— start Data —
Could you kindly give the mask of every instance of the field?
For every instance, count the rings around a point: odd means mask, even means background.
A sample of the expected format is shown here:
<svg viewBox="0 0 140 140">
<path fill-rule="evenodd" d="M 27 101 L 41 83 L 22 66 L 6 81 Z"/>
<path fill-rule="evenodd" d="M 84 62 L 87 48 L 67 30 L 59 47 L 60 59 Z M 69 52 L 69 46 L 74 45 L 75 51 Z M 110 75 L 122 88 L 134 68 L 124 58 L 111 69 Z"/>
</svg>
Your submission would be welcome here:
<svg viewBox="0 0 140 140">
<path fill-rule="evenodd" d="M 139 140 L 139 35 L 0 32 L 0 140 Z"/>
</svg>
— end Data —
**Exercise objective**:
Convert all of the items above into a JSON list of strings, one string per line, leaving out any blank lines.

**Worked solution**:
[
  "Could you kindly give the mask of every instance of the field?",
  "For every instance, count the rings around a point: odd means mask, even means background.",
  "A sample of the expected format is shown here:",
  "<svg viewBox=\"0 0 140 140\">",
  "<path fill-rule=\"evenodd\" d=\"M 27 101 L 41 83 L 22 66 L 6 81 Z\"/>",
  "<path fill-rule=\"evenodd\" d=\"M 84 62 L 87 48 L 67 30 L 59 47 L 60 59 Z M 69 52 L 69 46 L 74 45 L 75 51 Z M 110 75 L 122 88 L 134 68 L 124 58 L 111 69 Z\"/>",
  "</svg>",
  "Your submission would be welcome here:",
  "<svg viewBox=\"0 0 140 140\">",
  "<path fill-rule=\"evenodd\" d=\"M 139 140 L 139 35 L 0 32 L 0 140 Z\"/>",
  "</svg>"
]